All of the records below need to be copied exactly.

## Task data
---*---
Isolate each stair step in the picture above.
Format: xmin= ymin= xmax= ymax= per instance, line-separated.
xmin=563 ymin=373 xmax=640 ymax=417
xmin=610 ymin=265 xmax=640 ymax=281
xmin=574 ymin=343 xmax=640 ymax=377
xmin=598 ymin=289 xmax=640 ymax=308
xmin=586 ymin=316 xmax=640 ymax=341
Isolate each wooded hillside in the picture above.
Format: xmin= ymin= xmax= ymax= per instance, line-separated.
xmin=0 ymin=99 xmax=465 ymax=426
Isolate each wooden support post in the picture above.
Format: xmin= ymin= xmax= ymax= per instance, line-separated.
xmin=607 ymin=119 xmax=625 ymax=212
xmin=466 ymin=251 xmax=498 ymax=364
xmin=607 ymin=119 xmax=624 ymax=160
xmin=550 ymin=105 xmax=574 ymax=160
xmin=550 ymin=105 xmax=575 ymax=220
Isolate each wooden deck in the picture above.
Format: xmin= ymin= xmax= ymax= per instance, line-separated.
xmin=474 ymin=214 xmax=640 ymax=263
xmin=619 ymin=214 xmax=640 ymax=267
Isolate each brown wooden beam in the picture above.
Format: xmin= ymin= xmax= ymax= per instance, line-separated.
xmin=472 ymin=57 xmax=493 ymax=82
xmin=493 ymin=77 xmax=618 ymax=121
---*---
## Task output
Isolate each stair step in the picture above.
Format: xmin= ymin= xmax= ymax= per instance, line-separated.
xmin=563 ymin=373 xmax=640 ymax=417
xmin=610 ymin=265 xmax=640 ymax=281
xmin=574 ymin=343 xmax=640 ymax=377
xmin=598 ymin=289 xmax=640 ymax=308
xmin=586 ymin=316 xmax=640 ymax=341
Isolate each wooded hillside in the picture above.
Format: xmin= ymin= xmax= ymax= per instance, line-separated.
xmin=0 ymin=99 xmax=465 ymax=426
Isolate each wooden support post in the picture above.
Format: xmin= ymin= xmax= ymax= per instance, line-separated.
xmin=607 ymin=119 xmax=625 ymax=212
xmin=466 ymin=251 xmax=498 ymax=364
xmin=607 ymin=119 xmax=624 ymax=160
xmin=550 ymin=105 xmax=574 ymax=160
xmin=550 ymin=105 xmax=575 ymax=220
Isolate each wooden deck in the picture above.
Format: xmin= ymin= xmax= ymax= per instance, line-separated.
xmin=474 ymin=214 xmax=640 ymax=263
xmin=619 ymin=214 xmax=640 ymax=267
Isolate each brown wooden beam in the picture above.
Format: xmin= ymin= xmax= ymax= per instance, line-separated.
xmin=472 ymin=57 xmax=493 ymax=82
xmin=493 ymin=77 xmax=618 ymax=121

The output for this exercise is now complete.